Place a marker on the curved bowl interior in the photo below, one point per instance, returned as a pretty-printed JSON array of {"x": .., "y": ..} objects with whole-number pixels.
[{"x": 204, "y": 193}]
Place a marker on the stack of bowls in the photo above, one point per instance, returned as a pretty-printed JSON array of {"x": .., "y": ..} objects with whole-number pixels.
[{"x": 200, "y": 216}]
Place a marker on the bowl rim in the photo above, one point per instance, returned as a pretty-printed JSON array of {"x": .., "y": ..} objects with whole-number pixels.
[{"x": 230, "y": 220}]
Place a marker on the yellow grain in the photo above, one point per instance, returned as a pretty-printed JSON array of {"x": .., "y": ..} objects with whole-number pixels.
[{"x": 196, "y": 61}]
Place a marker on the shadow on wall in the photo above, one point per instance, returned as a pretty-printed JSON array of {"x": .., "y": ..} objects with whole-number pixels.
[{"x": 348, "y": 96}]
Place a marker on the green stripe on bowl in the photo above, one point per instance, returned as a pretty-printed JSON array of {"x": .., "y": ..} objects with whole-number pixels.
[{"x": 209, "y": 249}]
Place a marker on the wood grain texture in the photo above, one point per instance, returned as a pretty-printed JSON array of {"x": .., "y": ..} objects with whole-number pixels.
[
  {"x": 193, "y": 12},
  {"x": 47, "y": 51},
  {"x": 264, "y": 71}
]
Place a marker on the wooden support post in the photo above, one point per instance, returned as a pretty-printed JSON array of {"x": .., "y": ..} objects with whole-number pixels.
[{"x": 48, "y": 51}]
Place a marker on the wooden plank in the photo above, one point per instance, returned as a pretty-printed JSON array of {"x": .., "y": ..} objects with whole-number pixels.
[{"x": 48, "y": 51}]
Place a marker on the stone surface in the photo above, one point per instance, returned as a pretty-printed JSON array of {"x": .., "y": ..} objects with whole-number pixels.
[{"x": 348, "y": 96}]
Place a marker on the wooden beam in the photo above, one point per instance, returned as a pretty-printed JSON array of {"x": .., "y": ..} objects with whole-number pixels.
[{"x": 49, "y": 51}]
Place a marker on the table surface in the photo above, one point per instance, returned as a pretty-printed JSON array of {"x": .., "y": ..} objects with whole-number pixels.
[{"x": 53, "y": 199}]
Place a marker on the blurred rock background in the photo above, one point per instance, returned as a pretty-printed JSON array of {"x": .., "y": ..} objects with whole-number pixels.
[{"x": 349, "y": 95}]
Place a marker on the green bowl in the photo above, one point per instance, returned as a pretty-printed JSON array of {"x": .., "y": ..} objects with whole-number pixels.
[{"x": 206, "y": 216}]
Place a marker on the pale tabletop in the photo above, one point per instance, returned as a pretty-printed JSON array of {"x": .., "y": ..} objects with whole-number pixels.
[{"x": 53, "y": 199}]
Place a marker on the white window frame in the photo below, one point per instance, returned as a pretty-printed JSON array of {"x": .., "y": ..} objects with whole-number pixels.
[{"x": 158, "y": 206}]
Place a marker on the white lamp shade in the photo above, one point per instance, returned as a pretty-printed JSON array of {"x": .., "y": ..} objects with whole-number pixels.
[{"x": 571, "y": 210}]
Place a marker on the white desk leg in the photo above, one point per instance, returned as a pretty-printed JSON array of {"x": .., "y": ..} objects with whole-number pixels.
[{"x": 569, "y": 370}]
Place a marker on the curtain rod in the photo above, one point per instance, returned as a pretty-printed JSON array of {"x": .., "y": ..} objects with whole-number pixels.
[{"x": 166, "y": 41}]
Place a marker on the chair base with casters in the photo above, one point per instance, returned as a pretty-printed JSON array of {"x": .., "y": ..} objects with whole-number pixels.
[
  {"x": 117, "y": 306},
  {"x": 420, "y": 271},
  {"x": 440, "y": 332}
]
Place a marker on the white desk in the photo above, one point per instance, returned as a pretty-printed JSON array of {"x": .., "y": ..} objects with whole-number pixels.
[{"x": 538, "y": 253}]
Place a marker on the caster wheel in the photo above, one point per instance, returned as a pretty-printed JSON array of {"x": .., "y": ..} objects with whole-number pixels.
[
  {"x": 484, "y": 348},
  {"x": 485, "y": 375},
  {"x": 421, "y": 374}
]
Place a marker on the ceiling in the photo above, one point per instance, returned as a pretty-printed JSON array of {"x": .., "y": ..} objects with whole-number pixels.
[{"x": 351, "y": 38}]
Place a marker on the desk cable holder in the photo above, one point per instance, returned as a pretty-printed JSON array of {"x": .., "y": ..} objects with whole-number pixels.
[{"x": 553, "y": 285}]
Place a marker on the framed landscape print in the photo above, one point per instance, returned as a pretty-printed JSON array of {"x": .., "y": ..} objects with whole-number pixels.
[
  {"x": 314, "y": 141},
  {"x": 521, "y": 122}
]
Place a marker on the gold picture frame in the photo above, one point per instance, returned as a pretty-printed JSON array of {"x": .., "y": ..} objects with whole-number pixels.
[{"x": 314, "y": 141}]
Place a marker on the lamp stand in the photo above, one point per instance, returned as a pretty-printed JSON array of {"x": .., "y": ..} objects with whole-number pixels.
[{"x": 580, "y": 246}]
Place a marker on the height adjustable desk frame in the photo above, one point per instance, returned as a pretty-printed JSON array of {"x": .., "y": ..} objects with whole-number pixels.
------------------------------------------------
Copy all the entries verbatim.

=== Exercise output ===
Place a marker on the curved bowl interior in the photo below, one point per instance, returned as a pretty-printed JSON array of {"x": .., "y": ..} objects with whole-number pixels.
[{"x": 204, "y": 193}]
Place a marker on the stack of bowls in the photo above, one point per instance, returned as a pretty-printed JSON array of {"x": .., "y": ..} objects with whole-number pixels.
[{"x": 200, "y": 216}]
Place a marker on the bowl rim in the photo above, one point per instance, returned as a pretty-printed JSON array of {"x": .., "y": ..} objects with whole-number pixels.
[{"x": 230, "y": 220}]
Place a marker on the yellow grain in the photo above, one point per instance, returned as a pretty-printed JSON array of {"x": .., "y": ..} objects with whole-number pixels.
[{"x": 196, "y": 61}]
Place a marker on the shadow on wall in the photo above, one point per instance, returned as a pretty-printed JSON array of {"x": .., "y": ..} objects with whole-number pixels.
[{"x": 348, "y": 96}]
Place a marker on the green stripe on bowl in the photo above, one point per instance, returned as a pretty-printed JSON array of {"x": .., "y": ..} objects with whole-number pixels.
[{"x": 209, "y": 249}]
Place a marker on the wood grain texture in the photo above, one point per instance, returned as a pretty-printed JSON array of {"x": .., "y": ..} objects with whole-number pixels.
[
  {"x": 193, "y": 12},
  {"x": 47, "y": 51},
  {"x": 264, "y": 71}
]
Place a marker on the wooden support post in the photo above, one point per instance, returned as a pretty-printed JSON array of {"x": .., "y": ..} objects with whole-number pixels.
[{"x": 48, "y": 51}]
Place a marker on the wooden plank in the photo above, one point per instance, returned as a pretty-printed JSON array of {"x": .., "y": ..} objects with whole-number pixels.
[{"x": 48, "y": 51}]
Place a marker on the stone surface in the photo above, one point per instance, returned as a pretty-printed JSON array of {"x": .., "y": ..} objects with whole-number pixels.
[{"x": 348, "y": 96}]
Place a marker on the wooden beam in the photo above, one point per instance, returned as a pretty-printed JSON array of {"x": .., "y": ..} objects with whole-number pixels.
[{"x": 49, "y": 51}]
Place a marker on the table surface in the photo above, one point per instance, returned as a pretty-printed JSON array of {"x": .., "y": ..} objects with whole-number pixels.
[{"x": 53, "y": 199}]
Place a marker on the blurred rock background in the photo above, one point per instance, returned as a pretty-printed JSON array of {"x": .., "y": ..} objects with whole-number pixels.
[{"x": 349, "y": 95}]
Place a marker on the green bowl in the photo above, one point per instance, returned as a pretty-printed JSON array of {"x": .., "y": ..} objects with whole-number pixels.
[{"x": 206, "y": 216}]
Place a marker on the pale tabletop in the photo above, one point per instance, returned as a pretty-printed JSON array of {"x": .., "y": ..} objects with whole-number pixels.
[{"x": 53, "y": 199}]
Place a marker on the white window frame in the photo below, one point per instance, returned as a pretty-printed JSON array of {"x": .., "y": ..} objects with whole-number pixels.
[{"x": 158, "y": 206}]
Place a marker on the white lamp shade in the photo above, one point per instance, returned as a pretty-printed JSON array of {"x": .., "y": ..} objects with whole-number pixels.
[{"x": 571, "y": 210}]
Place a marker on the white desk leg in the photo above, one point per instance, returned as a pretty-printed JSON array of {"x": .., "y": ..} objects with whole-number pixels.
[{"x": 569, "y": 370}]
Place a marker on the curtain rod in the photo above, one point per instance, returned as a pretty-printed JSON array of {"x": .., "y": ..} objects with whole-number pixels.
[{"x": 166, "y": 41}]
Place a marker on the chair base with casters in the photo above, one point per instance, returned as a pretty-printed JSON array of {"x": .., "y": ..} objects with whole-number pixels.
[
  {"x": 117, "y": 306},
  {"x": 420, "y": 271},
  {"x": 440, "y": 332}
]
Place a marker on the white desk in the photo above, one point per instance, returned as a pretty-printed JSON array of {"x": .., "y": ..} objects with whole-number pixels.
[{"x": 538, "y": 253}]
Place a marker on the caster wheel in the photo above, one point per instance, returned as a pretty-printed JSON array of {"x": .., "y": ..} objects with whole-number pixels.
[
  {"x": 484, "y": 348},
  {"x": 485, "y": 375},
  {"x": 421, "y": 374}
]
Place a marker on the ceiling in the photo above, one point per instance, returned as a pretty-printed JSON array of {"x": .., "y": ..} objects with whole-number pixels.
[{"x": 351, "y": 38}]
Place a marker on the desk cable holder in the photo above, one point per instance, returned as a pretty-printed JSON array of {"x": .., "y": ..} objects with whole-number pixels.
[{"x": 553, "y": 285}]
Place a marker on the framed landscape print in the photo above, one point per instance, returned as a pretty-printed JSON array of {"x": .., "y": ..} objects with whole-number pixels.
[
  {"x": 314, "y": 141},
  {"x": 521, "y": 122}
]
Place a marker on the gold picture frame in the photo above, one point per instance, returned as a pretty-printed JSON array of {"x": .., "y": ..} objects with whole-number pixels.
[{"x": 314, "y": 141}]
Place a marker on the lamp stand in the photo above, one point per instance, returned as a pretty-printed JSON array of {"x": .., "y": ..} objects with whole-number pixels.
[{"x": 580, "y": 246}]
Place a marker on the height adjustable desk frame in the photo above, one point per instance, returned as a pretty-printed JSON array of {"x": .., "y": ..} objects with whole-number pixels.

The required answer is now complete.